▸ **AUSGANGSTEXT**:
══════════

Comic-Memoiren „United Queerdom“: Wie die Queers in Großbritannien für ihre Anerkennung kämpften

In einem opulenten, stilistisch vielfältigen Band schaut die britische Zeichnerin Kate Charlesworth auf das eigene Leben und die queere Emanzipationsgeschichte zurück.

Als Nancy Spain auf dem Fernsehbildschirm auftaucht, ist die junge Kate gleich verzückt von der Autorin und Journalistin. „Sie ist toll“, denkt das Mädchen, das zusammen mit seinen Eltern eine Quizsendung verfolgt. Mitten in den sechziger Jahren kommt es in Großbritannien nicht oft vor, dass „eine echte Butch im TV“ auftaucht, wie Kate Charlesworth diesen Moment viele Jahrzehnte später in ihrer Graphic Memoir „United Queerdom“ beschreiben wird.

Auf einer Doppelseite porträtiert die Zeichnerin Nancy Spain als englische Exzentrikerin in flott-sportlicher Herrenkleidung, die für viele „ein spannendes homosexuelles Rollenvorbild“ war. Sie lebte offen mit der Verlegerin Joan Werner zusammen, mit der sie die Zeitschrift „She“ herausgab. Spain war Buchautorin, Kolumnistin und Promi-Interviewerin, angeblich hatte sie sogar eine Affäre mit Marlene Dietrich. 1964 starb sie 46-jährig zusammen mit Jean Werner bei einem Flugzeugabsturz.

══════════

[Datensätze aus einer Datenquelle]
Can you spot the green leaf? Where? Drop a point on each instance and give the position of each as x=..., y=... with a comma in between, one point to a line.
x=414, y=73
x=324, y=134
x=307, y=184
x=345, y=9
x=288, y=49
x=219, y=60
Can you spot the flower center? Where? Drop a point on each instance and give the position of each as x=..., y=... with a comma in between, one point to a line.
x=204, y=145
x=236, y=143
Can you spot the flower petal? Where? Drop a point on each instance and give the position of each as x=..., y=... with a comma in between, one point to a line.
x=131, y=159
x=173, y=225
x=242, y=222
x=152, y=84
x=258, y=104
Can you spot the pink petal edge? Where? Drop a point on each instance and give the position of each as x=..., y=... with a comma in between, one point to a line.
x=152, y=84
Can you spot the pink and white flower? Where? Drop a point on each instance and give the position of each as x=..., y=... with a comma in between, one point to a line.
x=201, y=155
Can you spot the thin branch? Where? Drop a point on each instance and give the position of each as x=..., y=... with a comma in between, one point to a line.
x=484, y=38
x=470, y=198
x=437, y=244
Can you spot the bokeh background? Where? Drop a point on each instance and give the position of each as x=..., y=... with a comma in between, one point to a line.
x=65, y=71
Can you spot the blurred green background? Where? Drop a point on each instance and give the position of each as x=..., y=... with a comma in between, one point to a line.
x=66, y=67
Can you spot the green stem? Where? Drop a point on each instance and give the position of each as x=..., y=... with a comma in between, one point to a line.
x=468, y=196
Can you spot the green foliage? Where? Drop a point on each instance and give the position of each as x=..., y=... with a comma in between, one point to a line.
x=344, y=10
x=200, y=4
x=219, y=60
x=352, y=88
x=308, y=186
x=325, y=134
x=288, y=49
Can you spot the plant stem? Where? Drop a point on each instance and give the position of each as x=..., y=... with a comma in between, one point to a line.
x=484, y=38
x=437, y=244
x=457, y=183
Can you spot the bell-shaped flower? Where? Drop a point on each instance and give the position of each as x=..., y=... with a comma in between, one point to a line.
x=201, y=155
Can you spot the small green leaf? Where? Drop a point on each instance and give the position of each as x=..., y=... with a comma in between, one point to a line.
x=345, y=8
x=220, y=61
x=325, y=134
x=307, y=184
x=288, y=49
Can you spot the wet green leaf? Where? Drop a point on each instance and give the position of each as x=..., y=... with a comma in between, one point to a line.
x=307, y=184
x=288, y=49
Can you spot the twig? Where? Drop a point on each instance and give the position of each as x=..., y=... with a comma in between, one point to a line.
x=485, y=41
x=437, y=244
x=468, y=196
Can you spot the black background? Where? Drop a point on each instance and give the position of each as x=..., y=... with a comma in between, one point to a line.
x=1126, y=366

══════════

▸ **AUFGABEN**:
A. Beantworte diese Fragen zum Text über „United Queerdom“:
(i) Was für eine Sendung sieht die junge Kate mit ihren Eltern an?
(ii) Welche Zeitschrift gab Nancy Spain zusammen mit einer Verlegerin heraus?
(iii) In welchem Jahr und mit wie vielen Jahren starb Nancy Spain?
B. Fasse den Absatz aus dem Text über „United Queerdom“, der mit „Als Nancy Spain auf dem Fernsehbildschirm“ beginnt, als kurze Liste zusammen.

▸ **ANTWORTEN**:
A.
(i) Eine Quizsendung.
(ii) Die Zeitschrift „She“.
(iii) 1964, mit 46 Jahren.

B.
- Die junge Kate sieht mit ihren Eltern eine Quizsendung und ist sofort von der Autorin und Journalistin Nancy Spain begeistert.
- Sie denkt: „Sie ist toll.“
- Mitte der sechziger Jahre sieht man in Großbritannien nur selten „eine echte Butch im TV“.
- Viele Jahrzehnte später beschreibt Kate Charlesworth diesen Moment in ihrer Graphic Memoir „United Queerdom“.